Problem requirements ▸
Return the lines between the one holding "Practice step: point out every instance of the dry" and the one holding "pixel 443 82", inclusive, without any change, and omit the pictures.

Extracted information ▸
▬▬▬▬▬▬▬▬▬▬
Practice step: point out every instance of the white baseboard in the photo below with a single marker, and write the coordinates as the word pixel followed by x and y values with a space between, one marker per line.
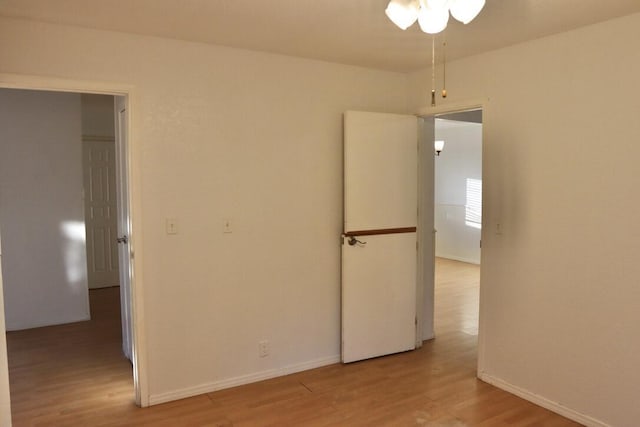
pixel 241 380
pixel 543 401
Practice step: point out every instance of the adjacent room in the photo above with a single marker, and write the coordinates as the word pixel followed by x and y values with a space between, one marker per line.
pixel 237 121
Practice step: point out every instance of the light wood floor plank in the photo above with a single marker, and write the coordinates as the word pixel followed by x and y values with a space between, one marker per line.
pixel 75 375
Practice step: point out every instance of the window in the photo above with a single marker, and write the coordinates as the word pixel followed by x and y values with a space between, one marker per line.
pixel 473 208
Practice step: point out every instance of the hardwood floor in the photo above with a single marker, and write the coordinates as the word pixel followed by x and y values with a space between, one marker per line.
pixel 75 375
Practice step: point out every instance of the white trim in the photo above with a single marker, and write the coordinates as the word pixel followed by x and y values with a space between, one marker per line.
pixel 241 380
pixel 543 401
pixel 31 82
pixel 97 138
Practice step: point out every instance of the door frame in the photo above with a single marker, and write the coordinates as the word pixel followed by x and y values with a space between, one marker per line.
pixel 425 161
pixel 44 83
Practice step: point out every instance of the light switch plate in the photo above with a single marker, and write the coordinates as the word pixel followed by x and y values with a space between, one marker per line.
pixel 172 226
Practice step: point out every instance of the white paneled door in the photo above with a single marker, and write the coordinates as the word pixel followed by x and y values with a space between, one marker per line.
pixel 379 256
pixel 99 169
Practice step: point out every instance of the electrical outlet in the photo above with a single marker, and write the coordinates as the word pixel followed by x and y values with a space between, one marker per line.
pixel 227 226
pixel 264 348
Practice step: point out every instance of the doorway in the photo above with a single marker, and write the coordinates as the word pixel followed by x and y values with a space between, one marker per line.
pixel 72 245
pixel 457 221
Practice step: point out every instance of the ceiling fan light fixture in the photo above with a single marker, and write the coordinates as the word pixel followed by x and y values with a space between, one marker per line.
pixel 465 10
pixel 403 13
pixel 433 20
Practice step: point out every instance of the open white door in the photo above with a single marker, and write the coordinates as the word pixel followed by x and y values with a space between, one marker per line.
pixel 100 207
pixel 379 239
pixel 124 227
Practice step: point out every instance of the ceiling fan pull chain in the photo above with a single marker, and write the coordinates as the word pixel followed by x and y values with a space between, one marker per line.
pixel 444 68
pixel 433 71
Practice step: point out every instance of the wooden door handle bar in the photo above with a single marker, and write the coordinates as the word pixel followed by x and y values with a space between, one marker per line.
pixel 379 231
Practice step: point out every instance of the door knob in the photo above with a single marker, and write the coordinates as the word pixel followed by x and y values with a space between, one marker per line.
pixel 353 241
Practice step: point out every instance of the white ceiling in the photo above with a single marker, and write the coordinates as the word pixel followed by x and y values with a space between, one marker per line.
pixel 353 32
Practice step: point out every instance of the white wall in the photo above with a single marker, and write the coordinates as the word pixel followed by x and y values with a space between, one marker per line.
pixel 5 398
pixel 44 265
pixel 560 301
pixel 97 115
pixel 225 133
pixel 460 160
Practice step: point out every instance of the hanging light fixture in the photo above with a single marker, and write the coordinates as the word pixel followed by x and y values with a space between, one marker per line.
pixel 432 15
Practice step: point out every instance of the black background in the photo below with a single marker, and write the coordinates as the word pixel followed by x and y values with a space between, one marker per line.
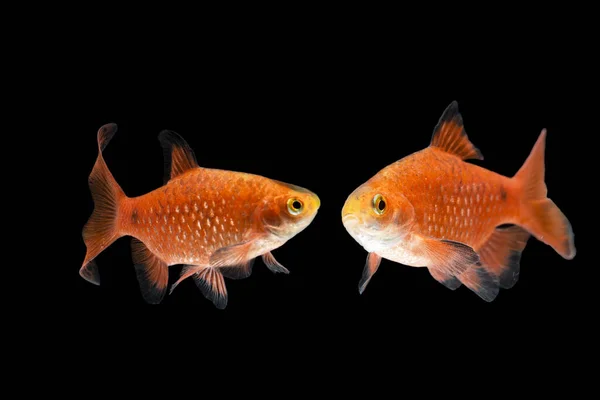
pixel 325 118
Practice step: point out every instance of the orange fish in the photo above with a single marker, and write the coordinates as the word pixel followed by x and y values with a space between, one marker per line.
pixel 432 209
pixel 215 222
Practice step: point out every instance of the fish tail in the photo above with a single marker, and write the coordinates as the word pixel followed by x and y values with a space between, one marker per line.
pixel 540 215
pixel 102 228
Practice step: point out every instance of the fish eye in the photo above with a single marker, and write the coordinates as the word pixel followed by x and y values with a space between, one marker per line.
pixel 295 206
pixel 379 204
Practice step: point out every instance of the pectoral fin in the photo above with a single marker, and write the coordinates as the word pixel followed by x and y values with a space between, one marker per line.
pixel 373 261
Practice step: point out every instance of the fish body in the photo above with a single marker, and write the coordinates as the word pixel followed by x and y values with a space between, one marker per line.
pixel 215 222
pixel 433 209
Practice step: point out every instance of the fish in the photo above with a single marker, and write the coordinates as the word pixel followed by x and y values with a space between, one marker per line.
pixel 213 222
pixel 466 224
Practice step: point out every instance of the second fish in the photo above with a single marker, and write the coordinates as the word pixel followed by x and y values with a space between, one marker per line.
pixel 215 222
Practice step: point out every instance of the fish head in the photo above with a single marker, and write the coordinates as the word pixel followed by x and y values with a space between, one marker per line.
pixel 376 217
pixel 289 211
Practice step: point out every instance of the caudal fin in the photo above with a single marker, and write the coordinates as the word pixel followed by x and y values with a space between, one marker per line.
pixel 102 227
pixel 539 215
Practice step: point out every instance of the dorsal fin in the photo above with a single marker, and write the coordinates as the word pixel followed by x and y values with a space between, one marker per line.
pixel 179 156
pixel 449 135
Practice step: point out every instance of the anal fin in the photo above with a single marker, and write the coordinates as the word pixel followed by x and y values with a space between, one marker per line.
pixel 501 254
pixel 450 281
pixel 481 281
pixel 447 256
pixel 151 271
pixel 273 264
pixel 238 271
pixel 212 285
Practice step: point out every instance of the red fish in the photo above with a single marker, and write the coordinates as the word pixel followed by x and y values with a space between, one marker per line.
pixel 215 222
pixel 432 209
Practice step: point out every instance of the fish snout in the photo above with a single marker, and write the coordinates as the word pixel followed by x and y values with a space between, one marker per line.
pixel 350 211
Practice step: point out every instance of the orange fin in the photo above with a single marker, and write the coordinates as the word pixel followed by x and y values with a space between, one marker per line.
pixel 447 256
pixel 373 261
pixel 273 264
pixel 501 254
pixel 238 271
pixel 212 285
pixel 102 227
pixel 179 156
pixel 449 135
pixel 151 271
pixel 480 281
pixel 186 272
pixel 450 281
pixel 231 255
pixel 540 215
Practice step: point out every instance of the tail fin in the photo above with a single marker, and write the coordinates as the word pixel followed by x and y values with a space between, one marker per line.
pixel 101 229
pixel 539 215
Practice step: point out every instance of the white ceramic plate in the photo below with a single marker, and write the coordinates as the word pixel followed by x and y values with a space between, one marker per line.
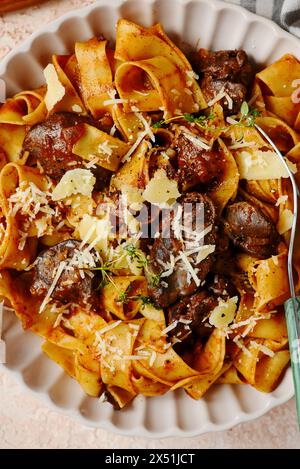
pixel 214 25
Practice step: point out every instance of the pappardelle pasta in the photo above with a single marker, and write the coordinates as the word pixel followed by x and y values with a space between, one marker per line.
pixel 145 222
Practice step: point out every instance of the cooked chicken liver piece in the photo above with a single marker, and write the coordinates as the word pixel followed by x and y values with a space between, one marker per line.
pixel 51 143
pixel 71 287
pixel 250 230
pixel 196 165
pixel 180 283
pixel 193 309
pixel 225 69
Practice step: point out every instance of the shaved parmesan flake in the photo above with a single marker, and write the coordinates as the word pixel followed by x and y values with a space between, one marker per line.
pixel 217 98
pixel 223 314
pixel 109 327
pixel 75 181
pixel 205 251
pixel 281 200
pixel 197 141
pixel 260 165
pixel 161 190
pixel 132 196
pixel 285 221
pixel 262 348
pixel 189 268
pixel 55 90
pixel 237 340
pixel 95 231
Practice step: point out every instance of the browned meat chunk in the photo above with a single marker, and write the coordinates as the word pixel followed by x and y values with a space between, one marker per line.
pixel 51 143
pixel 198 214
pixel 221 287
pixel 191 315
pixel 225 69
pixel 74 285
pixel 196 165
pixel 250 230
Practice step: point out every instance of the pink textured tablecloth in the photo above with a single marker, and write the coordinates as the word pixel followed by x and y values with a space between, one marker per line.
pixel 25 422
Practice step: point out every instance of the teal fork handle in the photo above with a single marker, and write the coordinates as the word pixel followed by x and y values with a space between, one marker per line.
pixel 292 314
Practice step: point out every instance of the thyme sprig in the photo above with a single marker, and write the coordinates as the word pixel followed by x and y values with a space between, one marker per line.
pixel 201 121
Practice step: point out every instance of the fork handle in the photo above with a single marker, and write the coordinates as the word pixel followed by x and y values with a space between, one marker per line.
pixel 292 314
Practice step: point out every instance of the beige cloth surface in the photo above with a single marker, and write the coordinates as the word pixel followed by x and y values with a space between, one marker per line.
pixel 25 422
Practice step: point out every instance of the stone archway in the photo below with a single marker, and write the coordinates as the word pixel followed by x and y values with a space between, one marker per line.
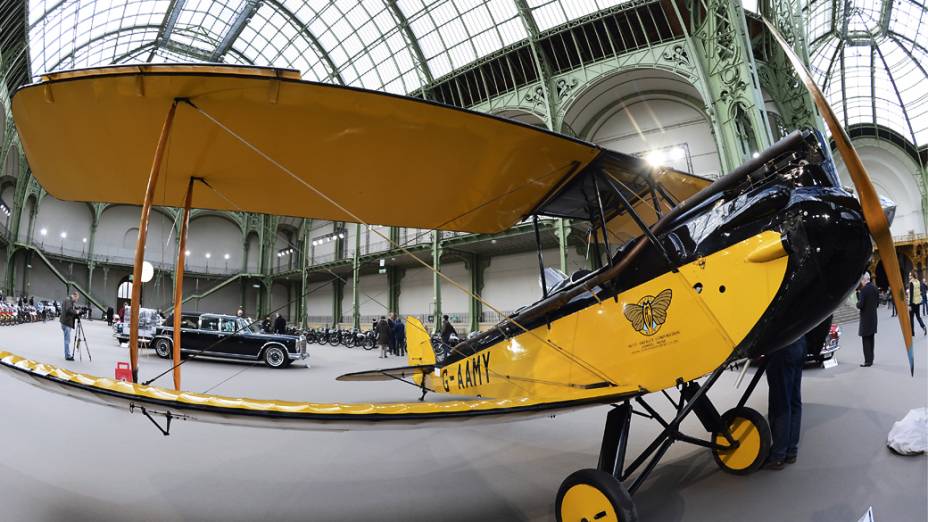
pixel 648 112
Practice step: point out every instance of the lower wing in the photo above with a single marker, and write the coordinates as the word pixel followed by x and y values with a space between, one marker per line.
pixel 282 414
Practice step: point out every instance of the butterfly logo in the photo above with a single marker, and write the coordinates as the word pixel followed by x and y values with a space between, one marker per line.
pixel 650 313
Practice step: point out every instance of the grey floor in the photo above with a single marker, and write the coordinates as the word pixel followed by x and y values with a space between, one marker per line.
pixel 65 459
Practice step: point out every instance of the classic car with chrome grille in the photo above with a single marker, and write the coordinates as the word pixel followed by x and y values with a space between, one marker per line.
pixel 228 337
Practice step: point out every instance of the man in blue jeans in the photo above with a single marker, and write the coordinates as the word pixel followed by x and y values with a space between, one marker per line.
pixel 68 315
pixel 784 376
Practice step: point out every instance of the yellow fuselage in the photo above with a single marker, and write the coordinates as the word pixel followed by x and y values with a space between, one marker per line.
pixel 596 351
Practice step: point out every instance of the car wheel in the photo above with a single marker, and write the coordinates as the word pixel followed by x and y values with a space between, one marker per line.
pixel 163 348
pixel 275 357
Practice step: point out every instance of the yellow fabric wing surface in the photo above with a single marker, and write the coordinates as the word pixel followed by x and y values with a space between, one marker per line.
pixel 91 135
pixel 209 408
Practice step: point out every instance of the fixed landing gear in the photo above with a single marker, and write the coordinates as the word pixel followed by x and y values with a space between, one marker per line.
pixel 740 444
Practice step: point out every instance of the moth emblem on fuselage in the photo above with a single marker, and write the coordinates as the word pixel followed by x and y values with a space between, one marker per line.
pixel 650 313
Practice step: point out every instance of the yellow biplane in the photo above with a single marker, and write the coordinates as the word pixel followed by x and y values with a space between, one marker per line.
pixel 695 275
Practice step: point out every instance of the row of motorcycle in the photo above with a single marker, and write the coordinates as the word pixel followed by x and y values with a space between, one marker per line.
pixel 342 337
pixel 11 314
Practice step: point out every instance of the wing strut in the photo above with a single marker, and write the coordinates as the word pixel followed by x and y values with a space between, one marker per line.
pixel 179 282
pixel 140 244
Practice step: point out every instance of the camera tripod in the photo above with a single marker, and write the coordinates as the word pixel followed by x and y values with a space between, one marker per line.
pixel 80 337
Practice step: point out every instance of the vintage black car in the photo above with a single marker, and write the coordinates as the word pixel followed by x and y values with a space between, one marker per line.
pixel 228 337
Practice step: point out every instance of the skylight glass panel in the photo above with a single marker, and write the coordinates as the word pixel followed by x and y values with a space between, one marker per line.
pixel 69 34
pixel 884 87
pixel 820 20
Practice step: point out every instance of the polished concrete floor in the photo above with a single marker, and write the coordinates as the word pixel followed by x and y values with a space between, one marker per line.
pixel 66 459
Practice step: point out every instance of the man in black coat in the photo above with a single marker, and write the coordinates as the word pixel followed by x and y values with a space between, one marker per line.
pixel 784 376
pixel 68 315
pixel 447 330
pixel 867 301
pixel 384 336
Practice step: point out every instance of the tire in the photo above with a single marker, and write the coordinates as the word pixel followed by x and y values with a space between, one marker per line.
pixel 163 349
pixel 750 429
pixel 275 356
pixel 591 494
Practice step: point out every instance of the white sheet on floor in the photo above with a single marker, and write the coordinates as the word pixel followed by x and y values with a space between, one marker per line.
pixel 910 435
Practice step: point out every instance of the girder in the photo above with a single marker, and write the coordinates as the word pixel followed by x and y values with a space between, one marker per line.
pixel 235 29
pixel 167 26
pixel 412 42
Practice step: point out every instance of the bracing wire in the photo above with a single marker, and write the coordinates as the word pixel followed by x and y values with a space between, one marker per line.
pixel 570 356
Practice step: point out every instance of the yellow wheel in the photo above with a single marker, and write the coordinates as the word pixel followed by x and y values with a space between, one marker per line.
pixel 752 433
pixel 591 495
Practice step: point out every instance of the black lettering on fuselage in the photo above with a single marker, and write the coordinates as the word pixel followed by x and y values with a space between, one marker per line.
pixel 486 364
pixel 471 372
pixel 444 379
pixel 478 377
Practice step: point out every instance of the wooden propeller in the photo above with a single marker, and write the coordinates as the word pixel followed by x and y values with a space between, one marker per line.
pixel 869 201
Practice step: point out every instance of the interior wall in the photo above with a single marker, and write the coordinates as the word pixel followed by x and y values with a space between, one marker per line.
pixel 254 252
pixel 8 195
pixel 511 282
pixel 374 297
pixel 644 110
pixel 226 300
pixel 280 301
pixel 217 237
pixel 117 234
pixel 455 302
pixel 319 302
pixel 63 217
pixel 25 221
pixel 416 292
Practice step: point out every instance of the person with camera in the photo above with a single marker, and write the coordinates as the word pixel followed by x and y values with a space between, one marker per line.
pixel 68 314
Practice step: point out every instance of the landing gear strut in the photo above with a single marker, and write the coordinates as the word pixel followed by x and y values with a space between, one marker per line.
pixel 740 443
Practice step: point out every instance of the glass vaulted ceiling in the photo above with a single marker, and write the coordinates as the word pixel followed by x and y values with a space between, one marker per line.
pixel 871 58
pixel 392 45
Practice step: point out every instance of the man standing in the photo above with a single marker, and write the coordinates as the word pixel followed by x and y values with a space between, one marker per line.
pixel 867 301
pixel 916 296
pixel 784 376
pixel 447 330
pixel 399 335
pixel 68 315
pixel 384 334
pixel 924 297
pixel 280 324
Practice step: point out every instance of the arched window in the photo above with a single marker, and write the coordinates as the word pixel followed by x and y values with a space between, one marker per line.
pixel 125 290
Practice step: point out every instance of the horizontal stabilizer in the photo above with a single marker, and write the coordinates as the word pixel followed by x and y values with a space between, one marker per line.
pixel 387 374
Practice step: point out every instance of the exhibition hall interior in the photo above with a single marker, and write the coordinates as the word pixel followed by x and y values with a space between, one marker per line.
pixel 572 260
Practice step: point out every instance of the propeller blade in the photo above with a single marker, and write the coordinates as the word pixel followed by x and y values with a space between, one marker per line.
pixel 869 200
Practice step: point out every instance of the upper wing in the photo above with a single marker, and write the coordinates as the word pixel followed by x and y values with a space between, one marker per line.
pixel 281 414
pixel 363 150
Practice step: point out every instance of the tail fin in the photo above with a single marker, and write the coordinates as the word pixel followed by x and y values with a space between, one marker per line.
pixel 418 344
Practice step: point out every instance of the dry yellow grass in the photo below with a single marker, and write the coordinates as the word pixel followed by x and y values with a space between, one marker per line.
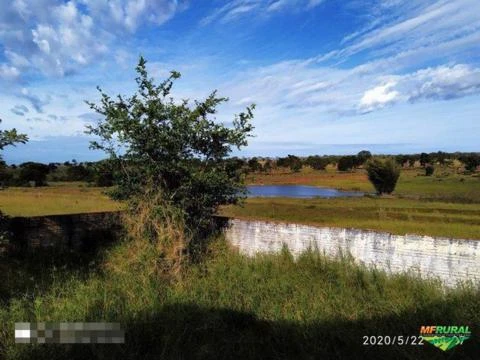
pixel 55 200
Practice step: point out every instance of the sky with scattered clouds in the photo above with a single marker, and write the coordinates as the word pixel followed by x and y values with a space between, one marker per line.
pixel 328 77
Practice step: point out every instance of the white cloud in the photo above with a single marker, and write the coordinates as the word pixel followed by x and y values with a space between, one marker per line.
pixel 8 72
pixel 379 96
pixel 131 14
pixel 58 38
pixel 443 82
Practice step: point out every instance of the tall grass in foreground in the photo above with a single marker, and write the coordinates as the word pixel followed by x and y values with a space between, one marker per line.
pixel 230 306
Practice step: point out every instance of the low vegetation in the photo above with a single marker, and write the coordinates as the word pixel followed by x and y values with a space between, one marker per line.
pixel 383 174
pixel 231 306
pixel 398 216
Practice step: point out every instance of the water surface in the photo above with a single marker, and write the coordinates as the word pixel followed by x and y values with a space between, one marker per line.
pixel 297 191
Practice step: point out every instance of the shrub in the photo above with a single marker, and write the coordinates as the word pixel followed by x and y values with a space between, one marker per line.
pixel 346 163
pixel 317 162
pixel 383 175
pixel 36 172
pixel 429 169
pixel 363 156
pixel 174 148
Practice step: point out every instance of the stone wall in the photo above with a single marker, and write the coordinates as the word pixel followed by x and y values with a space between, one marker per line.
pixel 447 259
pixel 73 231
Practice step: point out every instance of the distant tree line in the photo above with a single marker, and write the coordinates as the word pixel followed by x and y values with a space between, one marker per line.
pixel 103 173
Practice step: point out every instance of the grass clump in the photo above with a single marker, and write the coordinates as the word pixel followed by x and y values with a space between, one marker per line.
pixel 229 306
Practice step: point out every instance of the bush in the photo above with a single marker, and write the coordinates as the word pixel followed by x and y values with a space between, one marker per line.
pixel 347 163
pixel 383 175
pixel 173 148
pixel 35 172
pixel 317 162
pixel 429 169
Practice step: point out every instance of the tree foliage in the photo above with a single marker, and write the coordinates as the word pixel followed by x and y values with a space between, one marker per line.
pixel 363 156
pixel 176 148
pixel 347 163
pixel 11 137
pixel 317 162
pixel 383 174
pixel 429 169
pixel 36 172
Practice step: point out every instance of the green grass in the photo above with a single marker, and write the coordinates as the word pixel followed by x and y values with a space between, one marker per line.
pixel 233 307
pixel 398 216
pixel 444 185
pixel 59 198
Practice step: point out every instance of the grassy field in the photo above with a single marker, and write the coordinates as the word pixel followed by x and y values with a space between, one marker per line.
pixel 447 205
pixel 230 306
pixel 445 185
pixel 398 216
pixel 60 198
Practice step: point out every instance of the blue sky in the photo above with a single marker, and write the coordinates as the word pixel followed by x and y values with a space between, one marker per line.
pixel 328 77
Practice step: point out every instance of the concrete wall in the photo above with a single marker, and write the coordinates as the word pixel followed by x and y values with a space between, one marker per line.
pixel 448 259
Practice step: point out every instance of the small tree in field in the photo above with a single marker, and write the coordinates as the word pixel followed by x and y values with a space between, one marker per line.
pixel 174 149
pixel 429 169
pixel 383 174
pixel 7 138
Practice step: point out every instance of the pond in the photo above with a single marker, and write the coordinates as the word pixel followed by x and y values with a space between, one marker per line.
pixel 297 191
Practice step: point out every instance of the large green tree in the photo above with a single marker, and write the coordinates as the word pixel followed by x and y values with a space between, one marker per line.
pixel 175 147
pixel 7 138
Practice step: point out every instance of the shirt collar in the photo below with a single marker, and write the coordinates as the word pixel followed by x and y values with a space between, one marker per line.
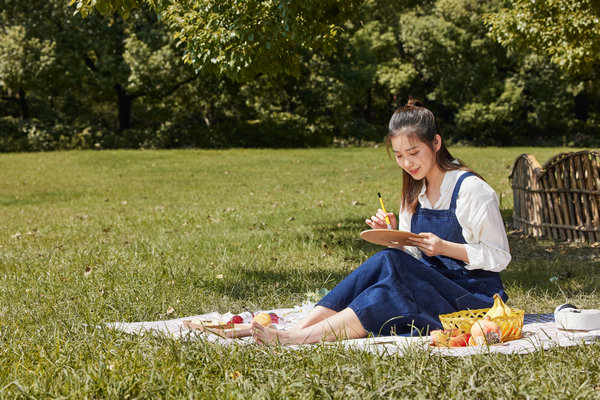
▬▬▬▬▬▬▬▬▬▬
Expected answer ▸
Practice step: point out every instance of the dry yellow grass in the photo below with a single marker, and write the coordinates as the word pixel followed by x and y values with a space between, one marker per line.
pixel 55 200
Practice step: point out every instance of the sky with scattered clouds in the photo above with a single marker, and write the coordinates as the word pixel followed by x and y values with a space between, one marker per line.
pixel 328 77
Practice step: point out every instance of the white cloud in the photo above with a single marker, and write the coordinates as the word pixel followed by x and y values with a space between, one marker per line.
pixel 8 72
pixel 379 96
pixel 131 14
pixel 58 38
pixel 443 82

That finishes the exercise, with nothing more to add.